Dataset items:
* * * * * * * * *

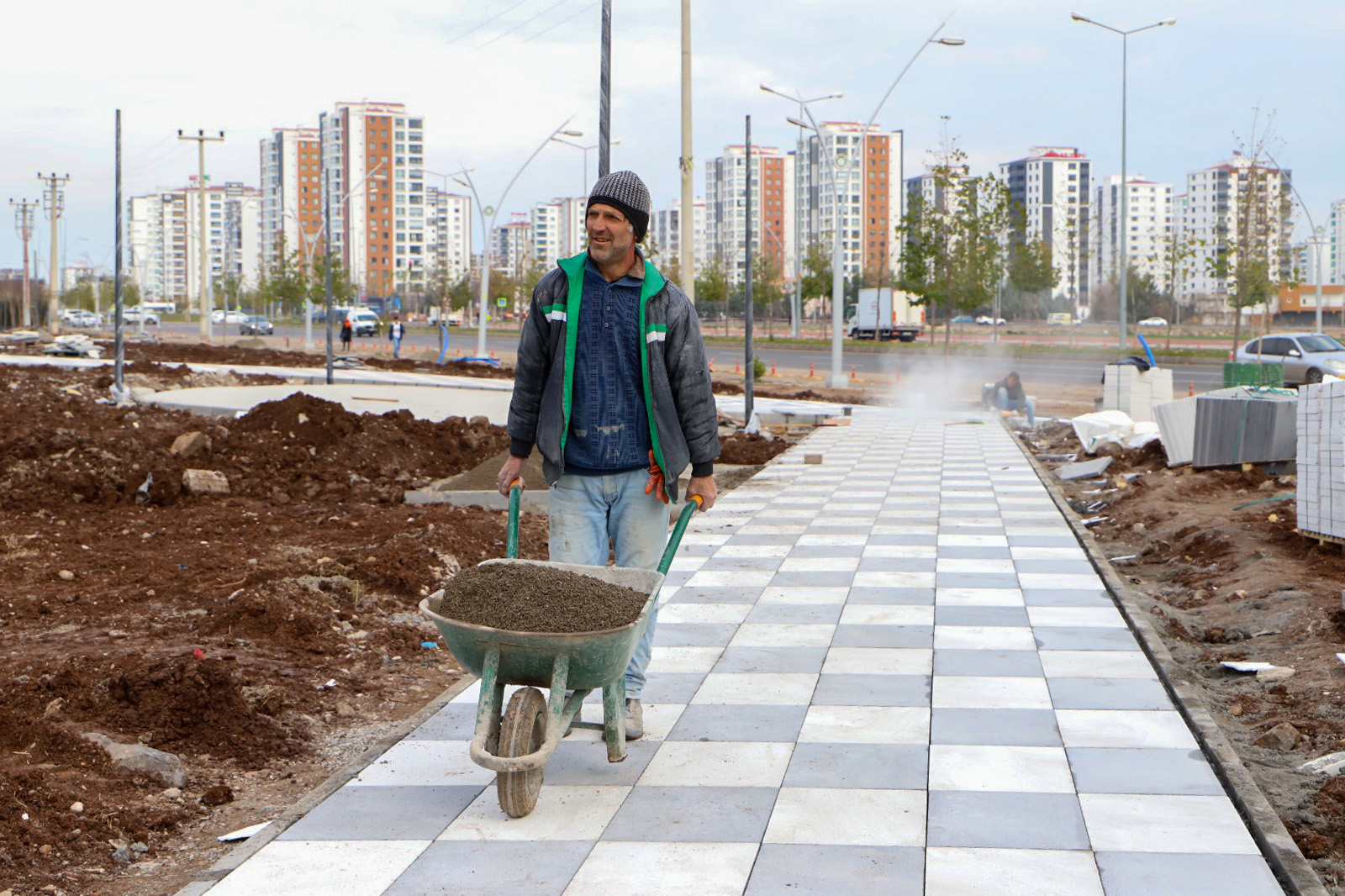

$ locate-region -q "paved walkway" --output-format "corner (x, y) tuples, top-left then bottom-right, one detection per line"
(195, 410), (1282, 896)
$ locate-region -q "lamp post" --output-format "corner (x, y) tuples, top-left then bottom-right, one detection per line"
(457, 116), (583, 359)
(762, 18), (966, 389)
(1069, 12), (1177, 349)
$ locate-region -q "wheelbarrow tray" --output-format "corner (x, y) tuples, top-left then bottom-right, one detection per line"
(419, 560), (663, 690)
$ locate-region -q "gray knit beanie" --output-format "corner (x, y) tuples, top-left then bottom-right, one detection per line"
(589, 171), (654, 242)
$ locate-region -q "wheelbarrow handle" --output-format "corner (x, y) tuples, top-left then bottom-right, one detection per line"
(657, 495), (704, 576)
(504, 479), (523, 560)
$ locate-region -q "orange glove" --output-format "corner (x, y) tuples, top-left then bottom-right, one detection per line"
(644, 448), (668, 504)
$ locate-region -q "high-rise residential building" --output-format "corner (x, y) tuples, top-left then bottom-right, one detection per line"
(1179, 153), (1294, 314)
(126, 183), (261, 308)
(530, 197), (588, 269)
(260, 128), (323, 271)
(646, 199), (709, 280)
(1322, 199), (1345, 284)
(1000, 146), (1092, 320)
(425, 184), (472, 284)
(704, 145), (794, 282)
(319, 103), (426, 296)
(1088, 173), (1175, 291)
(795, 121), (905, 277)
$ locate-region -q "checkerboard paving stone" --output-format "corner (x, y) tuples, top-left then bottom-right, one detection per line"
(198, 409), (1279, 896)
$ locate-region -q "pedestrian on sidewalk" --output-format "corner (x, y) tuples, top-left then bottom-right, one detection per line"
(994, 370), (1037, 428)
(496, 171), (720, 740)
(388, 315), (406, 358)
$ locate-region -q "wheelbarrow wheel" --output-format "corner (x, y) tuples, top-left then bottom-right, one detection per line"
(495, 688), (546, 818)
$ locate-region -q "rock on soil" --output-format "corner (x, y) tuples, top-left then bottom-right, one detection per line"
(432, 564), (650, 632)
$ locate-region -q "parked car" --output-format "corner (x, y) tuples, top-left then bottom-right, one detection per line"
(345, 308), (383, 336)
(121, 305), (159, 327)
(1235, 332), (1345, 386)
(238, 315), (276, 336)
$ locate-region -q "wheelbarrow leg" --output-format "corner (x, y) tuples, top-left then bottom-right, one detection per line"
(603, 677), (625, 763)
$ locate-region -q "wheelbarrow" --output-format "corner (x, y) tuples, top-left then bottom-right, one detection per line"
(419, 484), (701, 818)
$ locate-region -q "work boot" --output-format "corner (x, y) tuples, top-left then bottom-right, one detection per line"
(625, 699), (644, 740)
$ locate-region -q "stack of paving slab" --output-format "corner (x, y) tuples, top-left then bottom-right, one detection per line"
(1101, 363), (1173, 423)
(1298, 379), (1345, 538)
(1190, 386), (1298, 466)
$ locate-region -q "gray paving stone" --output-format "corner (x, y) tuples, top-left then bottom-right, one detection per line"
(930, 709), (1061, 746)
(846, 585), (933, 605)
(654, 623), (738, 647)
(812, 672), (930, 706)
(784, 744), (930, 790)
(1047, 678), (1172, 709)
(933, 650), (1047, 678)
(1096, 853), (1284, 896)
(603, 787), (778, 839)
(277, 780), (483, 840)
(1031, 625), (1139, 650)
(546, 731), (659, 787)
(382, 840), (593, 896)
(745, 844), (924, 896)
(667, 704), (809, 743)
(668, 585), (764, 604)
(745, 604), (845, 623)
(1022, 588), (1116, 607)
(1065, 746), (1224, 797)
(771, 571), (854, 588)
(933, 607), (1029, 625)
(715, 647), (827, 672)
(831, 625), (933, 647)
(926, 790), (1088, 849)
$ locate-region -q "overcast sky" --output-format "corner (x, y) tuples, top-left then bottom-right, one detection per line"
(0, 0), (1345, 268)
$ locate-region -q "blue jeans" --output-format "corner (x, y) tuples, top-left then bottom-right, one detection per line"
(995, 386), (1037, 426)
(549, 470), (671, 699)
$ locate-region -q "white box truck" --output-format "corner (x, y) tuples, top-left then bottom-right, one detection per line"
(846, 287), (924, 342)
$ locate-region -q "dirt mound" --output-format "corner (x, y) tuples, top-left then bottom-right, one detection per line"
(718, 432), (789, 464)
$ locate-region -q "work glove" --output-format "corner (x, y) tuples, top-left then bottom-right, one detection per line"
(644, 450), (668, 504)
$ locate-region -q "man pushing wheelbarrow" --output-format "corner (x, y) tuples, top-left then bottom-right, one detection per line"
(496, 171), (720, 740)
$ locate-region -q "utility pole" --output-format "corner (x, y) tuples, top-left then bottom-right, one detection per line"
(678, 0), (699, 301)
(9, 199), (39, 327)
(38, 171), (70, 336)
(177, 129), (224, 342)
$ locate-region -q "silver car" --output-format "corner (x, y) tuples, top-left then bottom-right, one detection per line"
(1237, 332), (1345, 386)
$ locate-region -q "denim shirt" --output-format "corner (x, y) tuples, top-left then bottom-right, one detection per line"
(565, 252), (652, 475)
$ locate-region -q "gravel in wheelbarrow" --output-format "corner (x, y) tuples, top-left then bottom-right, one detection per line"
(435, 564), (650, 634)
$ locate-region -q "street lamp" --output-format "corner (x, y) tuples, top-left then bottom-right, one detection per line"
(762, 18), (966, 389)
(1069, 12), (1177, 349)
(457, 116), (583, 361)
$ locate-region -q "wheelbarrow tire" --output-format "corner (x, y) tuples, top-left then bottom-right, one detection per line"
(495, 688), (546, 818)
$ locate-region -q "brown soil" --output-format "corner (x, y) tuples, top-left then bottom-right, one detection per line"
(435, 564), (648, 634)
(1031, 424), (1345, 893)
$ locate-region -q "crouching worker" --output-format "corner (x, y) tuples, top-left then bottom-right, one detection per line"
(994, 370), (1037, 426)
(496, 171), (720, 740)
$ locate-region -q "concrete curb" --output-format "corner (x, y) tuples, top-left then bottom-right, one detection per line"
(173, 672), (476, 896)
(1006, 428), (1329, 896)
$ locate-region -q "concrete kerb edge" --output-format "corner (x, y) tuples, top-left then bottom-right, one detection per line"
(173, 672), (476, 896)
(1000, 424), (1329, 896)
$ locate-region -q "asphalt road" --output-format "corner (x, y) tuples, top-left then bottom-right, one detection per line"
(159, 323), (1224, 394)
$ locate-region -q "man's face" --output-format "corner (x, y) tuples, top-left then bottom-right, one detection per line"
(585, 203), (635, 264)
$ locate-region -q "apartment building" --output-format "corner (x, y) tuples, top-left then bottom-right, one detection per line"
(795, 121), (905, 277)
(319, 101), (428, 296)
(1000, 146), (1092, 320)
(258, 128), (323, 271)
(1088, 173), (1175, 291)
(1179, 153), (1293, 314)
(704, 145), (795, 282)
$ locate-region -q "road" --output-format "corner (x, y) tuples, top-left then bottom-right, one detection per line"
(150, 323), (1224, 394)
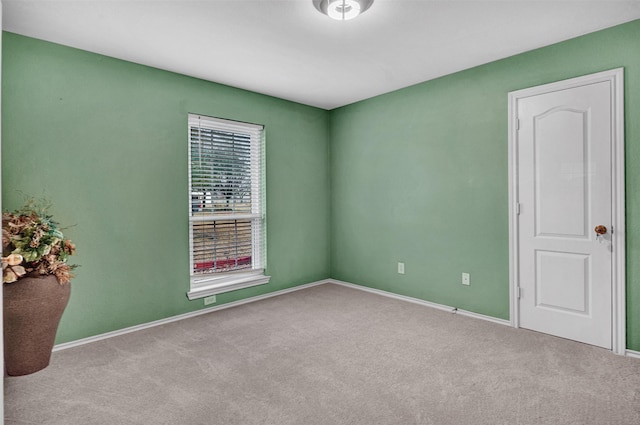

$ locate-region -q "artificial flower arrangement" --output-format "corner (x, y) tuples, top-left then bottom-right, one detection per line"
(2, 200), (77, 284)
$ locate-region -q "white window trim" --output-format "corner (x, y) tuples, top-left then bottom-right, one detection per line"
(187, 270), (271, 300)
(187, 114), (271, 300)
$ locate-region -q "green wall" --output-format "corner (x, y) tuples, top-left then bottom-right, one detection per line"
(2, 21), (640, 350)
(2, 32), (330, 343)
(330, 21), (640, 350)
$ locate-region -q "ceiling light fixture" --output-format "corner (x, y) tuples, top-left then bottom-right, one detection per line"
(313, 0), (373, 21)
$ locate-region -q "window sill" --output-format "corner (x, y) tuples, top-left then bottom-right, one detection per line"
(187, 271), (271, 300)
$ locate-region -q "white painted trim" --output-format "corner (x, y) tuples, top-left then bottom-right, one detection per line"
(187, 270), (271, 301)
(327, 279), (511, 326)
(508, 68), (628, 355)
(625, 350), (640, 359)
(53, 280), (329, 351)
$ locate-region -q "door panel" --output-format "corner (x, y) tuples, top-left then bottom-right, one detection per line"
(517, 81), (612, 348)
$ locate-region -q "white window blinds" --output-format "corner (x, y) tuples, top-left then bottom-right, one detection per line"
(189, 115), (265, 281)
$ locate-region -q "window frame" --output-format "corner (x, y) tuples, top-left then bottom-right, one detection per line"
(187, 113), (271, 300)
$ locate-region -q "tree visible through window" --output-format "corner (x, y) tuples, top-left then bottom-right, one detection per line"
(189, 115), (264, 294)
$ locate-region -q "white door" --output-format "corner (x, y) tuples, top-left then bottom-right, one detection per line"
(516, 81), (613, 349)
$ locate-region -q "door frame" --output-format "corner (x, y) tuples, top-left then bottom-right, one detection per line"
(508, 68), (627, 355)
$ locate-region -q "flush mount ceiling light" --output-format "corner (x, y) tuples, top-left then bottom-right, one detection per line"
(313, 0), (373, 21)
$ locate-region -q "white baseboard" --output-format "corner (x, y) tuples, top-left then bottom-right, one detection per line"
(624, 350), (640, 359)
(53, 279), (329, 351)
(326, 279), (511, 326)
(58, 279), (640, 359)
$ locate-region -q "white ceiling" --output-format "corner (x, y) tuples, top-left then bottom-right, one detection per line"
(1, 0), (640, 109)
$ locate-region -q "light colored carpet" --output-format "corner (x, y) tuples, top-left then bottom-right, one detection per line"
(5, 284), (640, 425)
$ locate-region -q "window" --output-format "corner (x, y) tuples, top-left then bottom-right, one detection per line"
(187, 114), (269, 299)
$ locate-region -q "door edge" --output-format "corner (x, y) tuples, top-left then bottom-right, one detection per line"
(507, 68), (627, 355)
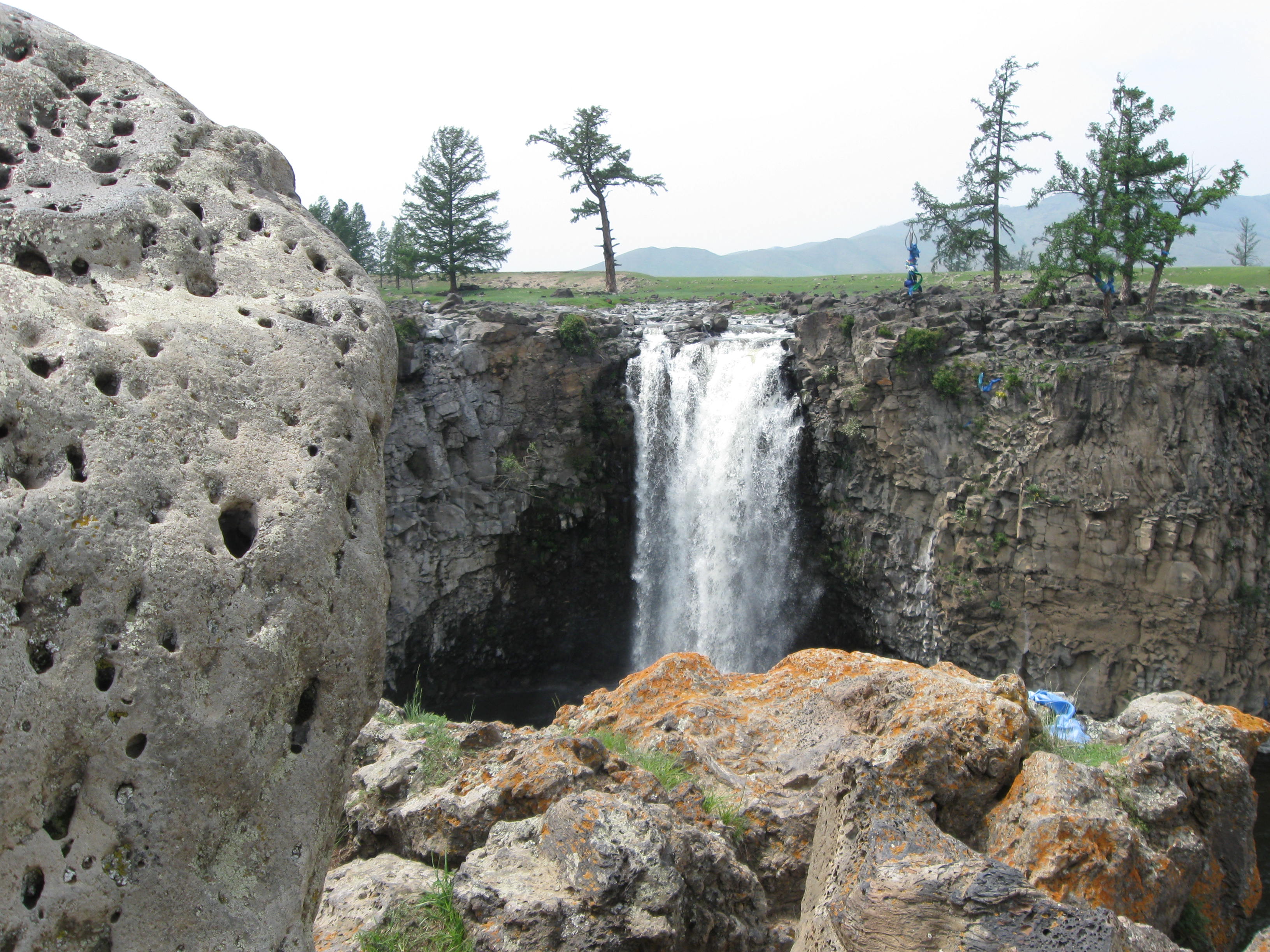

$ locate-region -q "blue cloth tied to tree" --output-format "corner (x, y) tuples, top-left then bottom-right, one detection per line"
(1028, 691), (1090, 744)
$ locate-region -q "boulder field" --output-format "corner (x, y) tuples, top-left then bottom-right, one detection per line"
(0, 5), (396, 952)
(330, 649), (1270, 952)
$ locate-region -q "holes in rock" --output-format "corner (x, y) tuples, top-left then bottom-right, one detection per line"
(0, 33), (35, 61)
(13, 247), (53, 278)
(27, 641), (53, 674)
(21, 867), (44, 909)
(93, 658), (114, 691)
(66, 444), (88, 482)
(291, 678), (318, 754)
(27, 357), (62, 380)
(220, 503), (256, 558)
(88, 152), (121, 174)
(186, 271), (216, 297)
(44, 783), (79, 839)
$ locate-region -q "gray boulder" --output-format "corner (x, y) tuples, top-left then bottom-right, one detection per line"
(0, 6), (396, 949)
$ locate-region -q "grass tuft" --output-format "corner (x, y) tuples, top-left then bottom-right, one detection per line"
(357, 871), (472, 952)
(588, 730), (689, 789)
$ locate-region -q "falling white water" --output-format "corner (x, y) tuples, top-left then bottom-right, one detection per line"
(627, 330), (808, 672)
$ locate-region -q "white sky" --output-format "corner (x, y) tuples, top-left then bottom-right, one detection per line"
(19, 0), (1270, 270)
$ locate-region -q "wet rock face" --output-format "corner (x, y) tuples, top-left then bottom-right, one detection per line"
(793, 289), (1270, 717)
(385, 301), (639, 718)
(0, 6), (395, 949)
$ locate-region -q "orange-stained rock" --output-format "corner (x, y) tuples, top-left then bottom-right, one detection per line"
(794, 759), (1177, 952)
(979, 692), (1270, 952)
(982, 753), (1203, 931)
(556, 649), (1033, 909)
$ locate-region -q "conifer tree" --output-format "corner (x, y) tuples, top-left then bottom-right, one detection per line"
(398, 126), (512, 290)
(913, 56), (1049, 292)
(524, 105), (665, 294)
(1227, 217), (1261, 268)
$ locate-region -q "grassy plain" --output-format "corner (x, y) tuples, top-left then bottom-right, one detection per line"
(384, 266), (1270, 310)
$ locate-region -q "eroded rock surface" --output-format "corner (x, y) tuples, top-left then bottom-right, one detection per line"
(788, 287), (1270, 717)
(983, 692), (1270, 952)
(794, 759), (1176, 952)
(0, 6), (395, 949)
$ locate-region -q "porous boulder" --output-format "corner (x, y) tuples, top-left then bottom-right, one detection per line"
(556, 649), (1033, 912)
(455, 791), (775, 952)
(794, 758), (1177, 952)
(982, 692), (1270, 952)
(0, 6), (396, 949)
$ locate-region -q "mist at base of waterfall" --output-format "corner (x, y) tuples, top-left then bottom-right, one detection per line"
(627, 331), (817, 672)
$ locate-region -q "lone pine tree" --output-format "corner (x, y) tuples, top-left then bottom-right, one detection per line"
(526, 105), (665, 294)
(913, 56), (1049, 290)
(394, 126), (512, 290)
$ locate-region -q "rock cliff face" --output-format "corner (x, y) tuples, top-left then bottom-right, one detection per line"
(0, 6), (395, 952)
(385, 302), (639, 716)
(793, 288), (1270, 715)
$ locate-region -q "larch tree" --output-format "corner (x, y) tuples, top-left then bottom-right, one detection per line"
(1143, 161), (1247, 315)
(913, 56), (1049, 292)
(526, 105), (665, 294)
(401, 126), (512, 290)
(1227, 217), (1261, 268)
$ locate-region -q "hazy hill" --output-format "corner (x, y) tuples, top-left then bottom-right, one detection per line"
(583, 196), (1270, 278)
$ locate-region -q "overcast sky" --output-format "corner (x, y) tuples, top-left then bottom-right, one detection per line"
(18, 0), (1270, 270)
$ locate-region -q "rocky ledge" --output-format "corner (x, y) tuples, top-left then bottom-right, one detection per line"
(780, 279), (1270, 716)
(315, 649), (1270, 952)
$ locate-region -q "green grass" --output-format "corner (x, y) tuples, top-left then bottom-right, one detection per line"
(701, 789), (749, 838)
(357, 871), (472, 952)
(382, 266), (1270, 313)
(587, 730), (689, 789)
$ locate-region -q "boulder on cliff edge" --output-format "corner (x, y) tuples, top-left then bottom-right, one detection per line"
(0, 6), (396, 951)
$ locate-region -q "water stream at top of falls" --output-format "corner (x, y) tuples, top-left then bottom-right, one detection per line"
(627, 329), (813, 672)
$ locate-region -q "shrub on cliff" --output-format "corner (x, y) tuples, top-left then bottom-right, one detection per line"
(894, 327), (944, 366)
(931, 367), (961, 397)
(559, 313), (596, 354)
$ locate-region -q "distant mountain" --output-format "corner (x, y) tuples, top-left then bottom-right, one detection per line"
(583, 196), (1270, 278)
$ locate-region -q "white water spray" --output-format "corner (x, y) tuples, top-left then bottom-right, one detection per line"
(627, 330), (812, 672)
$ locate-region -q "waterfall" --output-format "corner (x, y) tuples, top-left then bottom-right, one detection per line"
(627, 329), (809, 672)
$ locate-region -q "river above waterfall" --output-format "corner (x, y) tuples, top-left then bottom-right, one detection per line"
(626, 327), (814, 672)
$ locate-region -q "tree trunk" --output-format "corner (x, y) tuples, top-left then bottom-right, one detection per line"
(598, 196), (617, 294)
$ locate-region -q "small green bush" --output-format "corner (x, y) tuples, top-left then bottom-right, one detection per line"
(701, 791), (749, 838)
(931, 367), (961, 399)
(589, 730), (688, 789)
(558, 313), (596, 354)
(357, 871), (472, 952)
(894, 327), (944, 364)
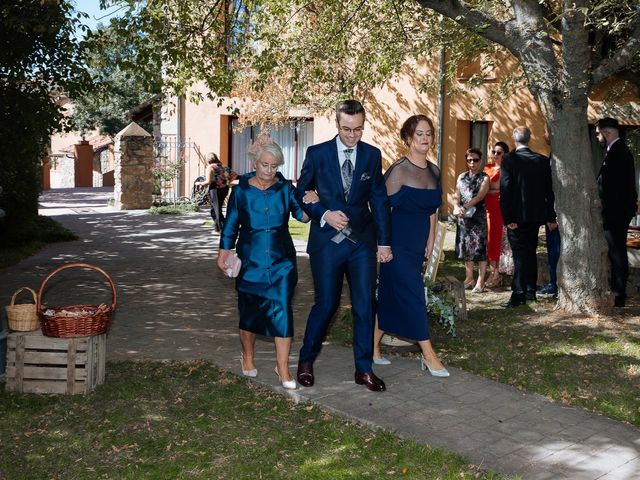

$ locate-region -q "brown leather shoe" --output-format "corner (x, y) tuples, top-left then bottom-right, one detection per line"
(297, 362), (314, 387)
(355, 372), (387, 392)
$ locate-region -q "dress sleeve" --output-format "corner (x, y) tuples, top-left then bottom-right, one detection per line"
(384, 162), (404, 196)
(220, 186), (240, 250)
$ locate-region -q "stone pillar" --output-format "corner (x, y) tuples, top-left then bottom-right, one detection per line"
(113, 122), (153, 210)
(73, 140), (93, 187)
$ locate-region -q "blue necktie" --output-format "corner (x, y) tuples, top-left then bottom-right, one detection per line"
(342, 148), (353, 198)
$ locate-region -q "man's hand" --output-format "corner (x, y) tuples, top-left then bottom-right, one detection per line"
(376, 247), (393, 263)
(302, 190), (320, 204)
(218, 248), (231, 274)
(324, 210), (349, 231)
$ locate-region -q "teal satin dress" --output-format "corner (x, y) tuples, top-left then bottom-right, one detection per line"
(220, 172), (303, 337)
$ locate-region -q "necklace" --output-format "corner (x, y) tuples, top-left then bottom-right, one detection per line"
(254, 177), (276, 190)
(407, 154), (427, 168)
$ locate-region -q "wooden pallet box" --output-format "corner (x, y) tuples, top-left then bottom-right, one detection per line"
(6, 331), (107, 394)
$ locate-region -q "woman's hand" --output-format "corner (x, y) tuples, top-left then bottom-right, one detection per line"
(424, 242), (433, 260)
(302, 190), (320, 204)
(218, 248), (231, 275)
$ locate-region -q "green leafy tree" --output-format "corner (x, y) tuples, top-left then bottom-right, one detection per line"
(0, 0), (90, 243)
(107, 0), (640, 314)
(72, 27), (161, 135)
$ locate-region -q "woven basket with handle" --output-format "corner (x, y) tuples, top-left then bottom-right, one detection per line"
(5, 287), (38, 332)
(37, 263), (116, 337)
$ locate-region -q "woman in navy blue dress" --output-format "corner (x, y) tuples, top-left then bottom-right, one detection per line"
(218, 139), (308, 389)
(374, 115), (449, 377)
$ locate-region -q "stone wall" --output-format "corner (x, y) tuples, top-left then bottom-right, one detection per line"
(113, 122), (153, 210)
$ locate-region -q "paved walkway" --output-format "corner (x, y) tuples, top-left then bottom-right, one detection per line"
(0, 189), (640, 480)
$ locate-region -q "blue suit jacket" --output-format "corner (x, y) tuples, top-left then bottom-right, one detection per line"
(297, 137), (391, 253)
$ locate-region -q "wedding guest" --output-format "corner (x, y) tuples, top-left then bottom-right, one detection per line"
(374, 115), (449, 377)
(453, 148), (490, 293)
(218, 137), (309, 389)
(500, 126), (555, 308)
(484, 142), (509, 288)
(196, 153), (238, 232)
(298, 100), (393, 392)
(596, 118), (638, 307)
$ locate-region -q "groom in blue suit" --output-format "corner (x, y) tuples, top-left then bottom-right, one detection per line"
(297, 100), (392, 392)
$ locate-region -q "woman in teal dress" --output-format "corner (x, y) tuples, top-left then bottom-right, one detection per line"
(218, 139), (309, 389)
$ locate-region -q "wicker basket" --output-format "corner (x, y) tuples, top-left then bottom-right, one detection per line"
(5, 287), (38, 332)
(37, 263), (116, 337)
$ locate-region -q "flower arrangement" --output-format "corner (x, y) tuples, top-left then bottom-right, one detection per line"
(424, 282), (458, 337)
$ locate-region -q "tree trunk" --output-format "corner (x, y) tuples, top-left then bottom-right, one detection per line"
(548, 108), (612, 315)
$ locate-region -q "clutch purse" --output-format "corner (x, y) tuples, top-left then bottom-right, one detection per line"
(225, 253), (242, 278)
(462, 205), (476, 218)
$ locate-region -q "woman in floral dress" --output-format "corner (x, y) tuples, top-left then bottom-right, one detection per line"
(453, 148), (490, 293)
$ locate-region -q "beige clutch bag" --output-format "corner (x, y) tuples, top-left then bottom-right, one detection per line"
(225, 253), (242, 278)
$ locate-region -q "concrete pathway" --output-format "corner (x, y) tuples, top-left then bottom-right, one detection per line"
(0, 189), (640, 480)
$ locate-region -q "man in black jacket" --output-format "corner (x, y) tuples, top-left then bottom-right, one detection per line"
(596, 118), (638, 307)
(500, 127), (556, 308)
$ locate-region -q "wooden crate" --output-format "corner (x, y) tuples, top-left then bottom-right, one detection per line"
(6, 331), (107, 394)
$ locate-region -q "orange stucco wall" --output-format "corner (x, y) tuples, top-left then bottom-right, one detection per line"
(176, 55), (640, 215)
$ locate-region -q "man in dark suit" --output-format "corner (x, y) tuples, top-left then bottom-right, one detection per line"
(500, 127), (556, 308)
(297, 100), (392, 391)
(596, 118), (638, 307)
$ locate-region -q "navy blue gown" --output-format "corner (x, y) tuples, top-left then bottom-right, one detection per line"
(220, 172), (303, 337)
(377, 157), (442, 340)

* * * * * * * * *

» **TASK TO CARRY OUT**
Rewrite only the lines from the one containing "in navy blue" through the one containing "(218, 139), (309, 389)", swapping "wedding guest" for "event attendee" and leaving everything else as is.

» **TASK OUTPUT**
$ locate-region -q "woman in navy blue dress" --output-format "corner (x, y) tuples, top-left then bottom-right, one detection per line"
(218, 139), (308, 389)
(374, 115), (449, 377)
$ locate-region -q "stone wall" --output-format "corner (x, y) tuples, top-left then bottom-right, one detection per line"
(113, 122), (153, 210)
$ locate-region -q "paved walkway" --output-format "corner (x, y) tuples, top-left then bottom-right, one detection per line"
(0, 189), (640, 480)
$ locate-region -q "blue suit jacket" --output-format "corner (x, y) tuples, top-left then bottom-right, one detection per line"
(297, 137), (391, 253)
$ locate-region -q "event attendee" --output-format "corner (x, y) tuples, top-left then bottom-right, one detection per line"
(374, 115), (449, 377)
(453, 148), (490, 293)
(218, 137), (309, 389)
(500, 126), (555, 308)
(484, 142), (509, 288)
(196, 153), (238, 232)
(298, 100), (393, 392)
(596, 118), (638, 307)
$ locate-region -q "groom in blue suit" --output-format "corner (x, y) tuples, top-left then bottom-right, one detection per line"
(297, 100), (392, 392)
$ locate-region -q "woman in teal dress" --output-format "corner (x, y) tuples, top-left then bottom-right, one detection per line"
(218, 139), (309, 389)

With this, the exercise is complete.